The balance of risk from coronavirus has shifted
Speaking in the debate to approve the extension of coronavirus restrictions I took the opportunity to ask that we consider the short and long-term best interests of our whole society recognising that the vaccine programme has shifted the balance of risk.
Debate for extending coronavirus restrictions - Wednesday June 16
"Following the science is an attractive and even comforting idea in a time of uncertainty. But—I say this as a scientist—we can no more follow science than we can follow history. Science gives us knowledge and understanding, but it cannot give us wisdom, and it is wisdom that we need to make what are essentially moral and political decisions about how we balance the short and long-term best interests of our whole society. I am saddened that we have lost—I hope only temporarily—that sense of balance.
Preventing death from COVID seems to have become the principal purpose of our national endeavour, no matter the cost to our way of life.
We have placed insufficient emphasis on the terrible long-term consequences of lockdown—poverty, unemployment, lost education, debt, undiagnosed cancer, loneliness, hopelessness and fear—and focused far too narrowly on just one set of metrics: the daily COVID data. Even the most hardened libertarian would accept that, in a national emergency and in the face of significant threat to life, restrictions on our freedoms have been necessary and right, but with all vulnerable people having now been offered vaccination, the balance of risk has shifted.

______

## Work task
Condense the paragraph of the speech on the shifting balance of coronavirus risk that begins "We have placed insufficient emphasis," keeping its main facts.

______

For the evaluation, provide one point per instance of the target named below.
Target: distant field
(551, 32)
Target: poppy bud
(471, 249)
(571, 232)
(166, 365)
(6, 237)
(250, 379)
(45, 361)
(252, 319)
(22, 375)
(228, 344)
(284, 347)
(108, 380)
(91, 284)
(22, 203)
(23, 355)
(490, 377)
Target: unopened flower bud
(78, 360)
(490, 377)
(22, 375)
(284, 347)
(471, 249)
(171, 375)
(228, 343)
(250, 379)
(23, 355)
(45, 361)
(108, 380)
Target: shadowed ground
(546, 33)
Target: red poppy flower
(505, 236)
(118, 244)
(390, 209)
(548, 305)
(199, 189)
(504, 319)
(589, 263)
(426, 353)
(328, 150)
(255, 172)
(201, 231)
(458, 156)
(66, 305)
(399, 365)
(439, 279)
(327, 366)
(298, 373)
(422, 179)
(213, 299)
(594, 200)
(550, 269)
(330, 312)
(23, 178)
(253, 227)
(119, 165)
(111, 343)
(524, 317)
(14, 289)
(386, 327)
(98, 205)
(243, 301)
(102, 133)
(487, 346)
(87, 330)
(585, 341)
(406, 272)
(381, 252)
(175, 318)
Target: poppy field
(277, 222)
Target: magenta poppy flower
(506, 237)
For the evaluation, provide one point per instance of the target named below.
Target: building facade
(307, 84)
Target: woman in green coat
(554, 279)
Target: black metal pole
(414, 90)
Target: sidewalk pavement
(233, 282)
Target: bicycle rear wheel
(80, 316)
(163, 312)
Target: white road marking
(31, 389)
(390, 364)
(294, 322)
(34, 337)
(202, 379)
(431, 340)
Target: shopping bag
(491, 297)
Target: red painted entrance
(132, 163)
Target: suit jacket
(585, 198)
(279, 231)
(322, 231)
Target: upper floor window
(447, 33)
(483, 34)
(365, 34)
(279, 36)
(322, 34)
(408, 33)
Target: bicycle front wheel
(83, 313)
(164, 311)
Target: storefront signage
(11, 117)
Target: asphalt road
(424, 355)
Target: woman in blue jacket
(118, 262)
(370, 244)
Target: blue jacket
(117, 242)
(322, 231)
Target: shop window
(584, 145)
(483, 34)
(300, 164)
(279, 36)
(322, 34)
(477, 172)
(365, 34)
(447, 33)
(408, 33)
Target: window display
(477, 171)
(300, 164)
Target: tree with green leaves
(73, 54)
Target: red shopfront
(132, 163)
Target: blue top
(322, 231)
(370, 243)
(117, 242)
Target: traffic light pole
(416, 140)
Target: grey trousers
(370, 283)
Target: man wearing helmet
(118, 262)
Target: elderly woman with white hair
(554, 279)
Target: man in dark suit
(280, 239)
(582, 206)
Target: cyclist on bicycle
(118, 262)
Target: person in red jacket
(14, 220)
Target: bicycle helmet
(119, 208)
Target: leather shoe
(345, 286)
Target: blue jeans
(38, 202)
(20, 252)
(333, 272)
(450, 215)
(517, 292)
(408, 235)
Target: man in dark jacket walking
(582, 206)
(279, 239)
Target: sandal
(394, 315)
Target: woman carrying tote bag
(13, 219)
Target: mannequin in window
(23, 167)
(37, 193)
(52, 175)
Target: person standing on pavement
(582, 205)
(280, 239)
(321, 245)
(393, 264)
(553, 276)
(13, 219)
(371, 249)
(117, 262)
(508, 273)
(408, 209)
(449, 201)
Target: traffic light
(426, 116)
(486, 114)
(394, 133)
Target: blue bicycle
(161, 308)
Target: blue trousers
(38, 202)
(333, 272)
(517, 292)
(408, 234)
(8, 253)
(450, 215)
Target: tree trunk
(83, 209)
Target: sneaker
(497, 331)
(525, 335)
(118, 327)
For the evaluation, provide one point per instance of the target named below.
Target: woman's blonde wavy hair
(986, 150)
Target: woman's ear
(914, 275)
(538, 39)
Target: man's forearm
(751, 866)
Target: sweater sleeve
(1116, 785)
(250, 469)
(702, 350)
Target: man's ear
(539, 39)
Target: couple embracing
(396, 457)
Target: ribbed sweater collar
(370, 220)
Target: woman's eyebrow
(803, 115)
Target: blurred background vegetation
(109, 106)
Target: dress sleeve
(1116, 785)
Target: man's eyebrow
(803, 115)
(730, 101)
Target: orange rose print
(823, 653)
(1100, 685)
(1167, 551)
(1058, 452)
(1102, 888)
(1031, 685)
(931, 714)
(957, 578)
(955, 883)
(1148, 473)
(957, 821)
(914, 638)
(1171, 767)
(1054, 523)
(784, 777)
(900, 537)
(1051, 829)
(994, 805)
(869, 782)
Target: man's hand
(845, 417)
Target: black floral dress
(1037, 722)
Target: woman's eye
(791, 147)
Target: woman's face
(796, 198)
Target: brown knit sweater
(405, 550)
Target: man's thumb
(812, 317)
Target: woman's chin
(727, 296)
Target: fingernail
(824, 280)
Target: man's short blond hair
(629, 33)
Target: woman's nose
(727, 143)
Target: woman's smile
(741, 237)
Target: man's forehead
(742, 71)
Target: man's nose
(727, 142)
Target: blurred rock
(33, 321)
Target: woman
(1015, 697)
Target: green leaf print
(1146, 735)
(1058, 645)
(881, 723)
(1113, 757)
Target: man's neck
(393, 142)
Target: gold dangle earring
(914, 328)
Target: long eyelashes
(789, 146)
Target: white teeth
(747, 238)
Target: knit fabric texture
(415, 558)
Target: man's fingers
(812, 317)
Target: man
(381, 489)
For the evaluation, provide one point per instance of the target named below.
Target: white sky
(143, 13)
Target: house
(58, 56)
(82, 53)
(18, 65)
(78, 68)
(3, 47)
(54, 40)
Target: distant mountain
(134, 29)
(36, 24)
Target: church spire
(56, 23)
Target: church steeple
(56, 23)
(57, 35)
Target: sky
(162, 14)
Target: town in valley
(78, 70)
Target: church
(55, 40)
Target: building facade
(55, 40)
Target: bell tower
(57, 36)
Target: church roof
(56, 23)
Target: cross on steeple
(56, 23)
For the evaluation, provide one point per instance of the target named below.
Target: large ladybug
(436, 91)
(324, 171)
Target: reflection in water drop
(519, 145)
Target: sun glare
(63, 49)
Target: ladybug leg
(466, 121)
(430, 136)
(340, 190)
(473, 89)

______

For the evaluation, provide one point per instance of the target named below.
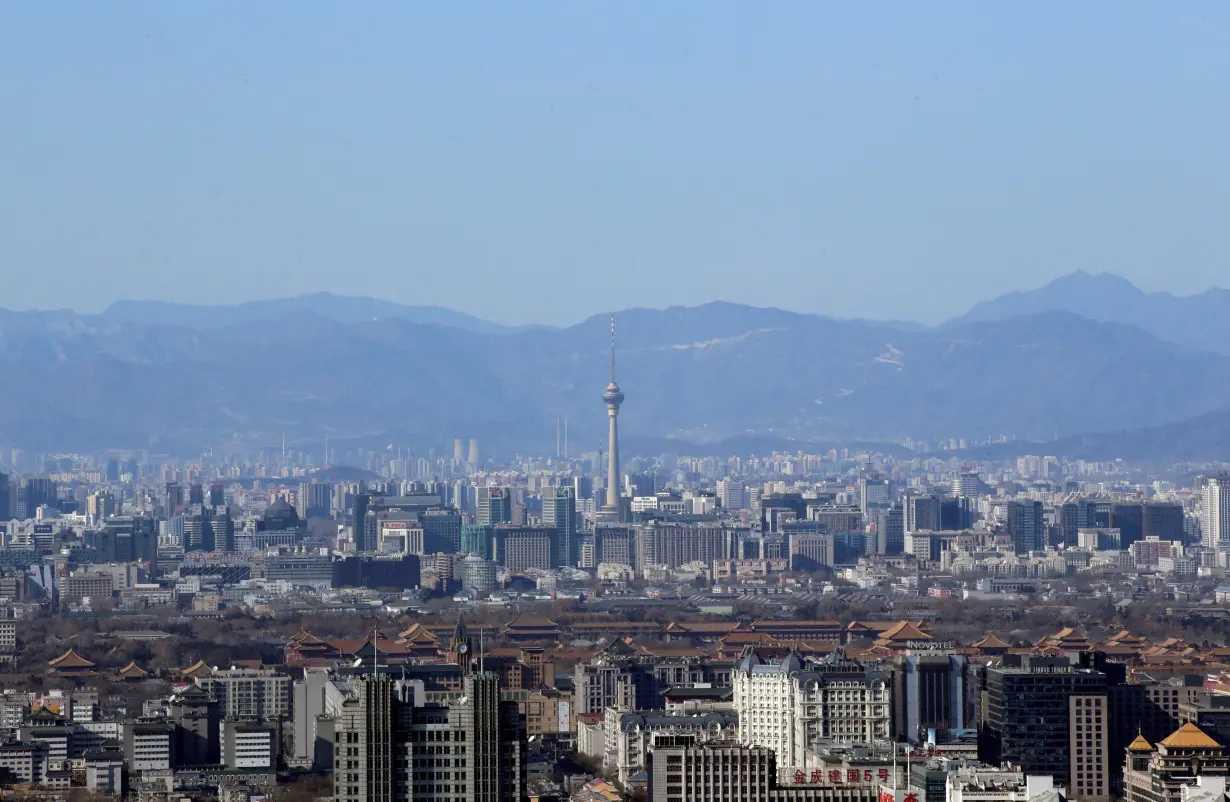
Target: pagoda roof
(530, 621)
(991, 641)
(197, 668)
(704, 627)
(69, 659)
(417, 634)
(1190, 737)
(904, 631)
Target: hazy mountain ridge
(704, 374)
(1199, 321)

______

## Problem solution
We have looked too narrowly at daily COVID data and given too little weight to lockdown's long-term harms: poverty, unemployment, lost education, debt, undiagnosed cancer, loneliness, hopelessness and fear. Even the most hardened libertarian would accept that restricting freedoms was necessary and right in a national emergency with a significant threat to life. But now that all vulnerable people have been offered vaccination, the balance of risk has shifted.